---- EXCERPTED RECORDS
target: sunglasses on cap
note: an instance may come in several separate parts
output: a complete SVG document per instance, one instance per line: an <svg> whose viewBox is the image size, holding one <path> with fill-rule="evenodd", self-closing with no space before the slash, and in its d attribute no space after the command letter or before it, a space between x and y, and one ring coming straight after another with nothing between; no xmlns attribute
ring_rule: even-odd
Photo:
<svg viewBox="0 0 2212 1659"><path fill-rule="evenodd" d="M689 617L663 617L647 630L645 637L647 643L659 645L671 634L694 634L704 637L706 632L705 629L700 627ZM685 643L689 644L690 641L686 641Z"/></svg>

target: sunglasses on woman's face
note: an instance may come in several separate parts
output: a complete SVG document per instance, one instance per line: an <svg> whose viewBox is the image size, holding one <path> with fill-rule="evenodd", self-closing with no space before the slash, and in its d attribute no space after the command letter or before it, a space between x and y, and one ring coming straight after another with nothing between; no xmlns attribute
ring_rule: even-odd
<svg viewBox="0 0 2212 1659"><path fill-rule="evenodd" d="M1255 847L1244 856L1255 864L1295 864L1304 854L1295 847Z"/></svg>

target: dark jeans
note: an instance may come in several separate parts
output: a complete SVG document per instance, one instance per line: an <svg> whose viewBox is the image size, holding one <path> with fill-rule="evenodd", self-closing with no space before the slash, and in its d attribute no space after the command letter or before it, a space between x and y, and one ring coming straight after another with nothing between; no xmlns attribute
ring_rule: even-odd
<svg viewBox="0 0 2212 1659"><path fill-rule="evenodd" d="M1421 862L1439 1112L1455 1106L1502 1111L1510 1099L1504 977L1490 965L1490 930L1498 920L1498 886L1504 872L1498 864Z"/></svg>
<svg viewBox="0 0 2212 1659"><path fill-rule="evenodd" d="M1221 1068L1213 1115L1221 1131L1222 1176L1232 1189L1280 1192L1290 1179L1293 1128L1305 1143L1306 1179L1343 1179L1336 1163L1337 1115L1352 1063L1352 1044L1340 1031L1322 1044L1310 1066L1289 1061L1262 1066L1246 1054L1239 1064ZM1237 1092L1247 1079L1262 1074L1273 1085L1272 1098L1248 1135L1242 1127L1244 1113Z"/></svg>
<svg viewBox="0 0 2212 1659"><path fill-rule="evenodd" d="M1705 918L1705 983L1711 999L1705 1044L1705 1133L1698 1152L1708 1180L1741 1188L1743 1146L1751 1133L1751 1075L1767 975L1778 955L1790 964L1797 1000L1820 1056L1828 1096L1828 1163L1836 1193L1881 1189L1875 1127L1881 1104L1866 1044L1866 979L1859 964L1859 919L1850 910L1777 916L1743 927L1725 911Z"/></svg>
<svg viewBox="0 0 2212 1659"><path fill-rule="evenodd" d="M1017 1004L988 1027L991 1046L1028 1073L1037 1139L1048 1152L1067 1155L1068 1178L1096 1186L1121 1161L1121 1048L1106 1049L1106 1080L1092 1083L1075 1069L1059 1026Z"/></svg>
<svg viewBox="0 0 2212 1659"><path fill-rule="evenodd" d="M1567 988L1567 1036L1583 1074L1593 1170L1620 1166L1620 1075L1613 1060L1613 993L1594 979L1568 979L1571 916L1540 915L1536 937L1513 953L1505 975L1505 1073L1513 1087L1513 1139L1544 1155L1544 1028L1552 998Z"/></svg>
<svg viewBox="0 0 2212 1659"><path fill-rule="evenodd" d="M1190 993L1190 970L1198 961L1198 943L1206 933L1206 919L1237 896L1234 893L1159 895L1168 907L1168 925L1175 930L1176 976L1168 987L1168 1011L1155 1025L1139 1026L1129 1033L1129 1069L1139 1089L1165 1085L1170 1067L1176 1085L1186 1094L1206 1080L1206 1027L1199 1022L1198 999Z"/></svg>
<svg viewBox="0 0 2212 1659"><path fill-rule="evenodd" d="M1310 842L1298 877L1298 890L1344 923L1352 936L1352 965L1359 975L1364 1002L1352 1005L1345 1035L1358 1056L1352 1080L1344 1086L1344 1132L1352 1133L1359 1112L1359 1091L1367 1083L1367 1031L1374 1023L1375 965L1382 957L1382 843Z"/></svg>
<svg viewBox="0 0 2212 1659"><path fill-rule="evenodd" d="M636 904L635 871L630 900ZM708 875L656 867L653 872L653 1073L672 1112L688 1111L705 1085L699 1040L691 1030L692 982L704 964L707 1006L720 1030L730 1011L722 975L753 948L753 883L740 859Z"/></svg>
--------
TASK DIRECTIONS
Each line above that includes "target" should be shown.

WRITTEN RESPONSE
target: sunglasses on cap
target: sunglasses on woman's face
target: dark jeans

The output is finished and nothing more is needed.